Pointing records
+++

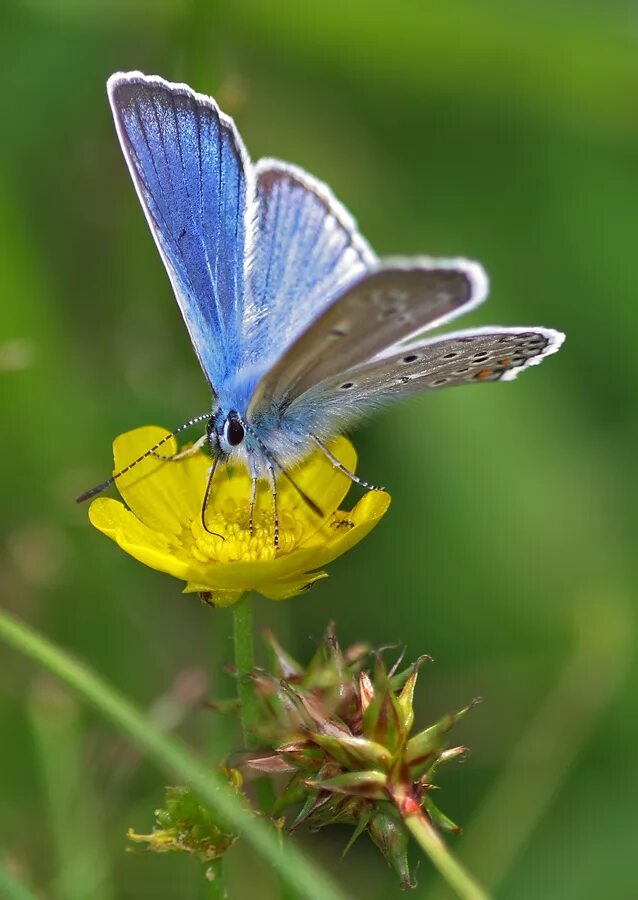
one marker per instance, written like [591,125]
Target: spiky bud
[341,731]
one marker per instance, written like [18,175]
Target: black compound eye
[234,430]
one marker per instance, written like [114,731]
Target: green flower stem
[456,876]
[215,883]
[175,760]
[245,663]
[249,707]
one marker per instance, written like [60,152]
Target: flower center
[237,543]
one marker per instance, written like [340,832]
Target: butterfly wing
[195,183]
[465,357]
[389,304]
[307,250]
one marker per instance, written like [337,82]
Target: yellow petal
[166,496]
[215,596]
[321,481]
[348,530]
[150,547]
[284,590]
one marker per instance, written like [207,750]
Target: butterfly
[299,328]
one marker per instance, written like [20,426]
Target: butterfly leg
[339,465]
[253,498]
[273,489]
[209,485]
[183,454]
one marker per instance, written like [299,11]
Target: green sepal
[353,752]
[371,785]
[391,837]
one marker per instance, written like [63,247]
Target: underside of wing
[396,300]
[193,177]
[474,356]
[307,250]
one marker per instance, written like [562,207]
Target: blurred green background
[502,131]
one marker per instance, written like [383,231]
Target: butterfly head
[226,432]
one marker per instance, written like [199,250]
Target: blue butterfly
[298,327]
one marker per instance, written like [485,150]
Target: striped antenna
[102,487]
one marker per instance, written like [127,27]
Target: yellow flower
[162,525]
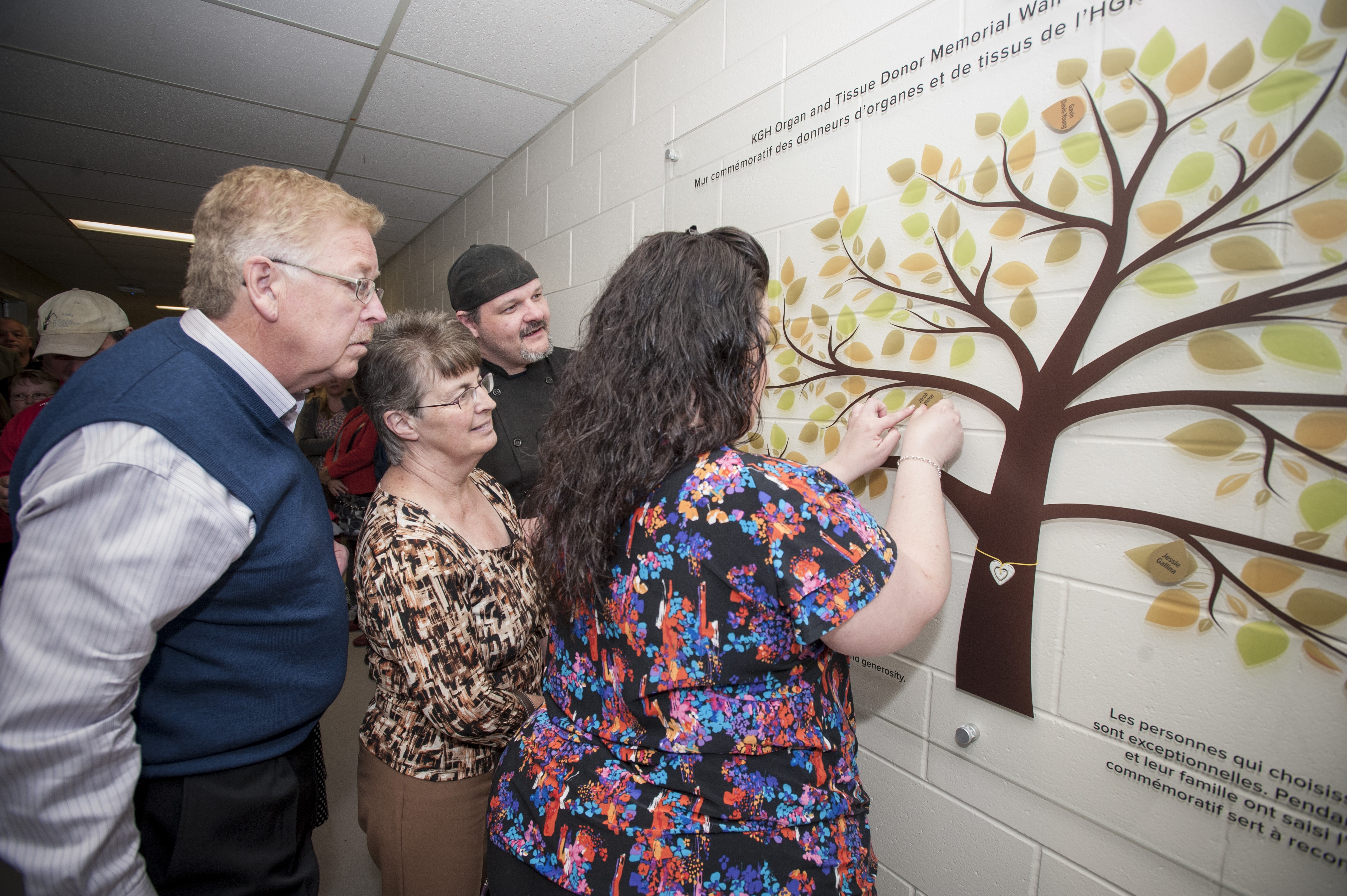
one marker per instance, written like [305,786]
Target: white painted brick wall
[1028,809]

+++

The problem
Each line from the one that contains "one marker per instance, written like [114,731]" through the end of the records should be restated exactly; include both end lines and leave any pictures out.

Finished task
one marker per instance, written like [114,731]
Target: green flower stem
[456,876]
[215,883]
[175,760]
[245,663]
[249,707]
one marker per instance, written like [60,152]
Target: flower center
[237,543]
one marker per instance, written like [340,832]
Target: butterfly wing
[195,183]
[465,357]
[389,304]
[307,250]
one marker per instance, written like [337,82]
Target: yellow petal
[166,496]
[215,596]
[321,481]
[348,530]
[150,547]
[284,590]
one marker per instance, written like [207,750]
Target: butterfly
[299,328]
one marker per instance, written like [20,426]
Target: butterfly leg
[339,465]
[253,498]
[273,489]
[209,485]
[183,454]
one marker per instance, written like [299,11]
Target: green sepal
[353,752]
[371,785]
[391,837]
one marker per instance, written like [63,247]
Target: underside of wing
[396,300]
[193,177]
[474,356]
[307,250]
one marker per instance, written like [562,207]
Target: blurred green background
[502,131]
one marker per instance, written like [383,231]
Target: butterfly head
[226,432]
one marker per instance, written like [199,250]
Target: blue butterfly
[298,327]
one marker per instance, written like [485,150]
Target: striped antenna
[102,487]
one marker per instance, written like [127,27]
Target: yellow flower
[162,525]
one marker per instance, written like [305,786]
Target: white painted brick wall
[1028,809]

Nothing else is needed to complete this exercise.